== Exercise instructions ==
Reproduce every entry exactly as written.

== Referring expression data ==
------------------------------
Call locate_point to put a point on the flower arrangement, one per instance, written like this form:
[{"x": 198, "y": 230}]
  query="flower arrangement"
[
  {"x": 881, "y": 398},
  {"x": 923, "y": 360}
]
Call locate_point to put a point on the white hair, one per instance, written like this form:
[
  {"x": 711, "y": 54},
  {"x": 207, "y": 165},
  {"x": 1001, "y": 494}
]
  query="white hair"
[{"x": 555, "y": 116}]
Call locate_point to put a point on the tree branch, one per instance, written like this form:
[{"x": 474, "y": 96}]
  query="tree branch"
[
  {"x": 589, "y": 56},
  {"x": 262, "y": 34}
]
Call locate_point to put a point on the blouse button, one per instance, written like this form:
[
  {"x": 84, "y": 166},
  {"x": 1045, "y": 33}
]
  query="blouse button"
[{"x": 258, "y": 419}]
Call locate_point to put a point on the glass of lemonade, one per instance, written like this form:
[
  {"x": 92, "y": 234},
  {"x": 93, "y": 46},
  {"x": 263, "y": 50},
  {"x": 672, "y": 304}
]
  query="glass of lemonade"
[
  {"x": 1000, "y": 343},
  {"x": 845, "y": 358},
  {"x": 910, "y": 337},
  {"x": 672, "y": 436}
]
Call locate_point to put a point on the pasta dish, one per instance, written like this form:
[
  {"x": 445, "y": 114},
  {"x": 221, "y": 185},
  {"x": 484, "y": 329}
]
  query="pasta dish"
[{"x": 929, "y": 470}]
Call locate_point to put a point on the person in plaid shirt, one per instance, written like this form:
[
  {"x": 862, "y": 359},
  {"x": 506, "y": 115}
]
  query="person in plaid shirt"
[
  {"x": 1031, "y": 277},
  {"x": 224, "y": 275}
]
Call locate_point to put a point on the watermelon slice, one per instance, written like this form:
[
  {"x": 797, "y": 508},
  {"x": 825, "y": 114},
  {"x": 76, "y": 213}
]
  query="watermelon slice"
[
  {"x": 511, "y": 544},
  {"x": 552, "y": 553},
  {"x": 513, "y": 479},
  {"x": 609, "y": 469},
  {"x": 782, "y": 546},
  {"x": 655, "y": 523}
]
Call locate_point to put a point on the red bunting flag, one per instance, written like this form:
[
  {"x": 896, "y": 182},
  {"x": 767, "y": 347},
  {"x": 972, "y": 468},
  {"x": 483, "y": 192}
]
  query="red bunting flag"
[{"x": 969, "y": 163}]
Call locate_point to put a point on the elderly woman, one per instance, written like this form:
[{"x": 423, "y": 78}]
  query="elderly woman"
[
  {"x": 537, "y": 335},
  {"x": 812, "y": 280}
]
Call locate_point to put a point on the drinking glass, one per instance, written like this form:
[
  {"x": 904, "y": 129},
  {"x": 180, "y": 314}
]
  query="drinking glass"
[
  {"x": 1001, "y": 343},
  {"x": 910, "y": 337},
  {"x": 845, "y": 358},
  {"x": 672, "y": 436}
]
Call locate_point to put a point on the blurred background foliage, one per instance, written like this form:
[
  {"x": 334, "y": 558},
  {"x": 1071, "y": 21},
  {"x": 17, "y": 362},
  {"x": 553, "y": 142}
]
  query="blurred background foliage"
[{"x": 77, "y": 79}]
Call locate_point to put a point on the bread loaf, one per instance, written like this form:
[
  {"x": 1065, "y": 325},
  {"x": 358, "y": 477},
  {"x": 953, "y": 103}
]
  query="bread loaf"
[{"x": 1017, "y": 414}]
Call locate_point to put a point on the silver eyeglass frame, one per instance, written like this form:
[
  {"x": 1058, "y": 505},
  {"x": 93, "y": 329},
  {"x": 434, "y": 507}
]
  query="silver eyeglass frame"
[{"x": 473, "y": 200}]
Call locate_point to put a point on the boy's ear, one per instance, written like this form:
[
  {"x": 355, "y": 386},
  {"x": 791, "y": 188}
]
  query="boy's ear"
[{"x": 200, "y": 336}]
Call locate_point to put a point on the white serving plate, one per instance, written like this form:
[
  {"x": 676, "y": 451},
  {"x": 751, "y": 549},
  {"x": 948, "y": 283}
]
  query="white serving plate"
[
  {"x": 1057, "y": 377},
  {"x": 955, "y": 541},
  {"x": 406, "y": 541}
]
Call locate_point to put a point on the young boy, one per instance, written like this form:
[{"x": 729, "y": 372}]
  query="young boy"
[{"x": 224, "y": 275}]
------------------------------
== Completed task ==
Call locate_point to put a point on the flower arrangement, one per instance, written like this form:
[{"x": 198, "y": 230}]
  query="flower arrangement"
[
  {"x": 881, "y": 398},
  {"x": 923, "y": 360}
]
Call locate_point to put a point on the white hair, one per instance, written like this form:
[
  {"x": 711, "y": 54},
  {"x": 207, "y": 165},
  {"x": 1001, "y": 494}
]
  query="white hair"
[{"x": 555, "y": 116}]
Call locate_point to put a point on the tree branch, one per instance, written like this form:
[{"x": 474, "y": 96}]
  query="tree branch"
[
  {"x": 589, "y": 56},
  {"x": 262, "y": 34}
]
Call locate_point to put a point on the blouse button, one per instance, written like this form:
[
  {"x": 84, "y": 166},
  {"x": 1045, "y": 33}
]
  query="blouse button"
[{"x": 258, "y": 419}]
Call locate_point to put a point on the glass of lemonade, one per instance, written like this form:
[
  {"x": 92, "y": 234},
  {"x": 93, "y": 46},
  {"x": 263, "y": 50},
  {"x": 672, "y": 304}
]
  query="glass of lemonade"
[
  {"x": 1000, "y": 343},
  {"x": 845, "y": 358},
  {"x": 910, "y": 337},
  {"x": 672, "y": 436}
]
Call locate_point to put a point on the pasta dish, one per instance, written like this form:
[
  {"x": 445, "y": 114},
  {"x": 221, "y": 185},
  {"x": 484, "y": 329}
]
  query="pasta dish"
[{"x": 929, "y": 470}]
Call locate_point to put a point on the person in plaid shirt, one per instance, written like this form:
[
  {"x": 862, "y": 359},
  {"x": 506, "y": 115}
]
  query="person in plaid shirt"
[
  {"x": 1031, "y": 277},
  {"x": 224, "y": 275}
]
Call locate_point to put a point on the watermelon slice, one per instance, written like this form:
[
  {"x": 797, "y": 508},
  {"x": 825, "y": 114},
  {"x": 76, "y": 213}
]
  query="watermelon slice"
[
  {"x": 511, "y": 544},
  {"x": 552, "y": 553},
  {"x": 513, "y": 479},
  {"x": 609, "y": 469},
  {"x": 782, "y": 546},
  {"x": 655, "y": 523}
]
Call locate_point to put a point on the red bunting flag, one per instance, written like this form:
[
  {"x": 896, "y": 182},
  {"x": 767, "y": 347},
  {"x": 972, "y": 468},
  {"x": 483, "y": 192}
]
  query="red bunting flag"
[{"x": 969, "y": 163}]
Call locate_point to put a point on the elderly woman, one per instance, written like this form:
[{"x": 423, "y": 78}]
  query="elderly woman"
[
  {"x": 537, "y": 335},
  {"x": 812, "y": 280}
]
Call locate_point to put a point on the drinking glass, one per instance, written like this form:
[
  {"x": 904, "y": 129},
  {"x": 180, "y": 314}
]
  query="drinking glass"
[
  {"x": 1001, "y": 343},
  {"x": 910, "y": 337},
  {"x": 845, "y": 358},
  {"x": 672, "y": 436}
]
Call locate_point to put a point on the blurred background foliage, one per instance, written like this form:
[
  {"x": 334, "y": 558},
  {"x": 1071, "y": 21},
  {"x": 17, "y": 362},
  {"x": 553, "y": 142}
]
  query="blurred background foliage"
[{"x": 77, "y": 79}]
Call locate_point to put a point on the bread loaf, one per instance, written like this form:
[
  {"x": 1065, "y": 325},
  {"x": 358, "y": 477},
  {"x": 953, "y": 103}
]
  query="bread loaf"
[{"x": 1017, "y": 414}]
Call locate_point to put a point on the silver eyeglass frame, one per instance, written like this form:
[
  {"x": 1058, "y": 505},
  {"x": 93, "y": 329},
  {"x": 434, "y": 507}
]
  query="silver eyeglass frame"
[{"x": 473, "y": 200}]
Call locate_point to put a point on the boy's ear, one per instance, written like this form:
[
  {"x": 355, "y": 386},
  {"x": 791, "y": 188}
]
  query="boy's ear"
[{"x": 200, "y": 336}]
Call locate_point to put a point on the white serving plate, one per instance, written like this form:
[
  {"x": 676, "y": 451},
  {"x": 751, "y": 549},
  {"x": 948, "y": 283}
]
  query="white serving plate"
[
  {"x": 1057, "y": 377},
  {"x": 955, "y": 541},
  {"x": 406, "y": 541}
]
Call locate_point to put a point on the young boy, one per instance, written like this form:
[{"x": 729, "y": 372}]
  query="young boy"
[{"x": 224, "y": 275}]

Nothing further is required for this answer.